▶ **TASK PROMPT**: For the records below, output each line exactly as it appears, from the first through the line with "Exercise. Label the colored".

****************

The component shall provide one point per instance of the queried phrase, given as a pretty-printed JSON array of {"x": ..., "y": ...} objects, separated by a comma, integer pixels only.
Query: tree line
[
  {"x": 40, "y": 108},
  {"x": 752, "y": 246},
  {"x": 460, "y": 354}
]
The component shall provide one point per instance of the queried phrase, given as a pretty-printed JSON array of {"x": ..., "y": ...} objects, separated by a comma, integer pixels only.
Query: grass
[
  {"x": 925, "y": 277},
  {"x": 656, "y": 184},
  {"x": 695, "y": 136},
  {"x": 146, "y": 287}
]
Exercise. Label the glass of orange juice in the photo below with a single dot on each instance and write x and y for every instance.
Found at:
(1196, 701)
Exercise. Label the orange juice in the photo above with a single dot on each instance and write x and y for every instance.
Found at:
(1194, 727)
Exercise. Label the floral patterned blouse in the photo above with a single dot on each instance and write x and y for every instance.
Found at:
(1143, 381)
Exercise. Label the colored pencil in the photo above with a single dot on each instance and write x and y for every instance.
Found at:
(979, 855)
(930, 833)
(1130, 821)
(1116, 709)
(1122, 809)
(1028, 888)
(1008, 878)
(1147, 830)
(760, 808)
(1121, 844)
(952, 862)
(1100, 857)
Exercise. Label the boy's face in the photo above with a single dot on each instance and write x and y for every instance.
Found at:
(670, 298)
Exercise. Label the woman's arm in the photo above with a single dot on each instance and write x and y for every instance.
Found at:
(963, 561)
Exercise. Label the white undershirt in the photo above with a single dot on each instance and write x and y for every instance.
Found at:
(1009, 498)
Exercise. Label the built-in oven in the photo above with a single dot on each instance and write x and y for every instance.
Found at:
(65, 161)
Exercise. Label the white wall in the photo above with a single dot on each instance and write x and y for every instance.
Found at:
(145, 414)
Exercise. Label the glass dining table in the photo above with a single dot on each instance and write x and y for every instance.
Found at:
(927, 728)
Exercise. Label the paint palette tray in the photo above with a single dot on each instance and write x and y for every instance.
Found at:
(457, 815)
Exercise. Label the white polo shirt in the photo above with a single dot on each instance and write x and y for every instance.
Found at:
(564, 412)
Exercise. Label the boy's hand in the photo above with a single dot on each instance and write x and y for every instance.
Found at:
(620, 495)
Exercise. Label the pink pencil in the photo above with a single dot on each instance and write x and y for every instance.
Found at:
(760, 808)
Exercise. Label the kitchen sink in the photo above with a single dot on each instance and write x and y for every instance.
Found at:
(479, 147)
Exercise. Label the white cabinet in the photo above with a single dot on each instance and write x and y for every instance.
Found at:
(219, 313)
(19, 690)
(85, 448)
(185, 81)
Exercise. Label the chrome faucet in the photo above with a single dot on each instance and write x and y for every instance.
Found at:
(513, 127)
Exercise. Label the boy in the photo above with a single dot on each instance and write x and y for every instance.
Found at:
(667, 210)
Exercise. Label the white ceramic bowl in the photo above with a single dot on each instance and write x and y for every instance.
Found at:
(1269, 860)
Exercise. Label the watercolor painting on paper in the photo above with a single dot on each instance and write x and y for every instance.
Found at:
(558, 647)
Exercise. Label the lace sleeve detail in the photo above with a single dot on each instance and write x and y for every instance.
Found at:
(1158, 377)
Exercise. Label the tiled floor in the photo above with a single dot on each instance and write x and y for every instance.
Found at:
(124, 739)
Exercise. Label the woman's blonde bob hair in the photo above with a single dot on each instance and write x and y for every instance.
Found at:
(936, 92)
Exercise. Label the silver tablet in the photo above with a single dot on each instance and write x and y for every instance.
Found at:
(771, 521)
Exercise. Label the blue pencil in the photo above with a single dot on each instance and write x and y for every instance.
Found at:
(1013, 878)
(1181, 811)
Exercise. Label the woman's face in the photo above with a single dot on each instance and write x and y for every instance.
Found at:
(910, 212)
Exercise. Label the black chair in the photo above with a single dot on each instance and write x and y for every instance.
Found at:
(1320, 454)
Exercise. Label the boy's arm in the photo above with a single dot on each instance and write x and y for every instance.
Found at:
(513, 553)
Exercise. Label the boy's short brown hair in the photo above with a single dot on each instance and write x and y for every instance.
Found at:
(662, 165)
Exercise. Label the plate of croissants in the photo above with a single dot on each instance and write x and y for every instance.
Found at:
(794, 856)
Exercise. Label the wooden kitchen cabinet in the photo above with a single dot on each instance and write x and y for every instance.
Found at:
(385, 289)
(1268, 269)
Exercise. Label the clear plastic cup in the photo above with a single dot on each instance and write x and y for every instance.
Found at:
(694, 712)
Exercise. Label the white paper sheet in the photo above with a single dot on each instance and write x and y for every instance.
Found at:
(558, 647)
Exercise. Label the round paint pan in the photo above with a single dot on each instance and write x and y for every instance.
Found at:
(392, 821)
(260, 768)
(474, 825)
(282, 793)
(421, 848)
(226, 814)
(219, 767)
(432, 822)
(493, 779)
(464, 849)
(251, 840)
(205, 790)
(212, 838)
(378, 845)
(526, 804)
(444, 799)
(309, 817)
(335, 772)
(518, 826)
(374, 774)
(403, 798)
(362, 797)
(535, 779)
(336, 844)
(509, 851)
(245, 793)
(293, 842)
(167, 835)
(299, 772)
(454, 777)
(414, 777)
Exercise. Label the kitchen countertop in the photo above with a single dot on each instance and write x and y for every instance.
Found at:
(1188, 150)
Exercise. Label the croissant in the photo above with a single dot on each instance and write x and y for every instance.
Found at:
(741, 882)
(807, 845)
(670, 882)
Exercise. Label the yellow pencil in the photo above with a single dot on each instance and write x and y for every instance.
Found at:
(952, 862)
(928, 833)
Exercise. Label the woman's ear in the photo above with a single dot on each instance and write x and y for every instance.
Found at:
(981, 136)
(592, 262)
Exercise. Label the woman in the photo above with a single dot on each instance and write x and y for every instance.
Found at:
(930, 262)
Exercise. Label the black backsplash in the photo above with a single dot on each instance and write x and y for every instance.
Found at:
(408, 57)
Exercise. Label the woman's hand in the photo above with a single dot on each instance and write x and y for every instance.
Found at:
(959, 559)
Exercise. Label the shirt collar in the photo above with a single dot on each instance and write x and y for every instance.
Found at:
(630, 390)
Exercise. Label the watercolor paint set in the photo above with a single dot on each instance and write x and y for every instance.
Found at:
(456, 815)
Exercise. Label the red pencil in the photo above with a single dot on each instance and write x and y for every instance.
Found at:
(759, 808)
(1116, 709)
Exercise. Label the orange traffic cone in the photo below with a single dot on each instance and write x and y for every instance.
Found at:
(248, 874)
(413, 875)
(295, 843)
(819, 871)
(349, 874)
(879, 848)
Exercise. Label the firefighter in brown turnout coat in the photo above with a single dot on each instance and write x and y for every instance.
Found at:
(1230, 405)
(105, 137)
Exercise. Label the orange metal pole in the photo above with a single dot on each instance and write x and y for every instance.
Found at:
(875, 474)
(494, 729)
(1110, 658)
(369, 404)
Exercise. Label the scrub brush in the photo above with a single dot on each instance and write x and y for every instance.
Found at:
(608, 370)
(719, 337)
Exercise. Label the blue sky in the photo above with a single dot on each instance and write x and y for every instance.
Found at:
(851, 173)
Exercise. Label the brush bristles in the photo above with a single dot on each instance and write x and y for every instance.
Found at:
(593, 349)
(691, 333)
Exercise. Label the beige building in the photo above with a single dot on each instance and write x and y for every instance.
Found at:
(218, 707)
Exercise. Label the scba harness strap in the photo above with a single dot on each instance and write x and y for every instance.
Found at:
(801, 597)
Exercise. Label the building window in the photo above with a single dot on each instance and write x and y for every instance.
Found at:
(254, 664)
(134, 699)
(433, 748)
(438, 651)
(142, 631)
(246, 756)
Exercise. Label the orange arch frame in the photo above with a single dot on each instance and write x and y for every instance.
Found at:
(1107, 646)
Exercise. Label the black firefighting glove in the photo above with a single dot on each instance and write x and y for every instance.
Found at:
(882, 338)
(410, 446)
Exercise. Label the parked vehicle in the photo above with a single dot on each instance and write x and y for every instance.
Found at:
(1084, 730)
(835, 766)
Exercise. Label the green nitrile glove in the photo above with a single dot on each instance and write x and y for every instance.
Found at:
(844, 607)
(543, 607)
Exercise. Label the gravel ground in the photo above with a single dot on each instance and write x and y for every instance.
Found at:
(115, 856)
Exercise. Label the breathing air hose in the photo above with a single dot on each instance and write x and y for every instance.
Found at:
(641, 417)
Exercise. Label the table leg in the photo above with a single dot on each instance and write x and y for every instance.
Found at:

****************

▶ **ANSWER SECTION**:
The component shall provide one point per instance of the queried phrase, given as a pretty-printed JSON array of {"x": ..., "y": ...} objects, separated by a comma, integer pixels only.
Query: tree line
[
  {"x": 40, "y": 108},
  {"x": 752, "y": 246},
  {"x": 460, "y": 354}
]
The component shall provide one point per instance of the queried phrase, given as a pretty-printed JSON array of {"x": ..., "y": ...} objects, separated by a comma, integer pixels only.
Query: grass
[
  {"x": 925, "y": 277},
  {"x": 656, "y": 184},
  {"x": 695, "y": 136},
  {"x": 146, "y": 287}
]
Exercise. Label the glass of orange juice in the photo below with a single dot on each instance and write x and y for every instance.
Found at:
(1196, 701)
Exercise. Label the orange juice in the photo above with a single dot on each instance and write x and y for every instance.
Found at:
(1194, 727)
Exercise. Label the floral patterned blouse in the photo above with a single dot on each instance and write x and y for every instance.
Found at:
(1143, 381)
Exercise. Label the colored pencil in the photo above with a single dot on each instance and write x and y for every instance.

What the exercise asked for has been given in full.